#### EXTRACTED TEXT

Overview

RAG (retrieval-augmented generation) uses text embeddings: you embed (vectorize) documents, persist them in a vector store, and later retrieve the most relevant chunks for a query using similarity search.

Compared to generating text embeddings only, the key differences are:

You must persist embeddings (vectors) alongside the original text (and optional metadata) in a vector store.
At query time, you embed the query and run top‑K vector search to fetch the most relevant documents/chunks.
You typically pass the retrieved text to completion() as context to ground the model's answer (this retrieval step is what makes it RAG).

Functions

loadModel() (with modelType: "embeddings")
embed() — generate vectors
Use any combination of the RAG functions below as needed:
- ragChunk() — chunk documents
- ragIngest() — embed and store (requires model)
- ragSaveEmbeddings() — save pre-computed vectors
- ragSearch() — query similar documents (requires model)
- ragReindex() — optimize search index
- ragDeleteEmbeddings() — remove documents
- ragListWorkspaces() — list workspaces
- ragCloseWorkspace() — release resources
- ragDeleteWorkspace() — delete workspace and data
unloadModel()

For how to use each function, see SDK — API reference.

Pipeline

Create your RAG pipeline using text embeddings, the functions above, and completion.

Regarding vector storage, you may use:

Built-in vector store: use the RAG workspace functions (ragIngest(), ragSearch(), etc.). QVAC persists the vectors for you, so this is the simplest path.
External vector DB: use the embedding primitives (ragChunk(), embed()) and store the vectors wherever you want (e.g., LanceDB, ChromaDB, SQLite-Vector). Choose this when you need custom persistence, filtering, or integration with an existing database.

Important: when using an external vector DB, make sure its schema matches the embedding dimensionality produced by your model (e.g., GTE Large embeddings used in the example are 1024‑dimensional).

#### SOURCE DATA

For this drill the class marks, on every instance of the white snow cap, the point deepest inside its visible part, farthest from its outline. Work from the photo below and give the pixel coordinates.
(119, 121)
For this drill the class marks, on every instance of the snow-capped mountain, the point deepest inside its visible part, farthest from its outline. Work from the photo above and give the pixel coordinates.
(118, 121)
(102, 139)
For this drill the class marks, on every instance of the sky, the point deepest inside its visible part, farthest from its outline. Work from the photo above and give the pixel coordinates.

#### COMPLETE THE FOLLOWING
[1] In the RAG overview, how many dimensions do the GTE Large embeddings used in the example have?
[2] Rewrite all the entries, replacing "pixel coordinates" with "x-y coordinates" and leaving everything else unchanged.

#### REPLIES
[1] 1024

[2]
For this drill the class marks, on every instance of the white snow cap, the point deepest inside its visible part, farthest from its outline. Work from the photo below and give the x-y coordinates.
(119, 121)
For this drill the class marks, on every instance of the snow-capped mountain, the point deepest inside its visible part, farthest from its outline. Work from the photo above and give the x-y coordinates.
(118, 121)
(102, 139)
For this drill the class marks, on every instance of the sky, the point deepest inside its visible part, farthest from its outline. Work from the photo above and give the x-y coordinates.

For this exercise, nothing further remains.